Learning to Route LLMs from Bandit Feedback: One Policy, Many Trade-offs
Wang Wei, Tiankai Yang, Hongjie Chen, Yue Zhao, Franck Dernoncourt, Ryan A. Rossi, Hoda Eldardiry
2025-10-10
Summary
This paper introduces a new way to choose the best large language model (LLM) for a specific task, focusing on making the process more efficient and adaptable in real-world situations.
What's the problem?
Currently, systems often either spend too much money using very powerful LLMs for simple tasks, or they risk getting poor results from cheaper, less capable models. Existing methods for choosing between LLMs usually require knowing the results of *all* models beforehand during a training phase, which isn't realistic. In reality, you only see the result from the model you actually *use*, making it hard to learn which model is best for different situations.
What's the solution?

Record set ▸
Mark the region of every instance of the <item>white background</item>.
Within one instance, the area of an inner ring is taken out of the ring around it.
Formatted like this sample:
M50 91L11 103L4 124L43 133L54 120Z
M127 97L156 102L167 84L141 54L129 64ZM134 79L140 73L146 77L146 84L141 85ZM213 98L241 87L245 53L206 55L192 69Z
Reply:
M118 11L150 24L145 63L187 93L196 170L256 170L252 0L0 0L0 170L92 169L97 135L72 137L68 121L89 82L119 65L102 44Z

Apply what you read ▸
- 1) Answer these questions from the paper summary:
(a) What date appears under the list of authors?
(b) According to the summary, what do existing methods for choosing between LLMs usually require during a training phase?
(c) In reality, whose result do you get to see?
- 2) Retype the part of the paper summary starting at "Currently, systems often" and ending at "What's the solution?".

Answers for each item ▸
- 1)
(a) 2025-10-10
(b) Knowing the results of all models beforehand.
(c) Only the result from the model you actually use.

- 2)
Currently, systems often either spend too much money using very powerful LLMs for simple tasks, or they risk getting poor results from cheaper, less capable models. Existing methods for choosing between LLMs usually require knowing the results of *all* models beforehand during a training phase, which isn't realistic. In reality, you only see the result from the model you actually *use*, making it hard to learn which model is best for different situations.
What's the solution?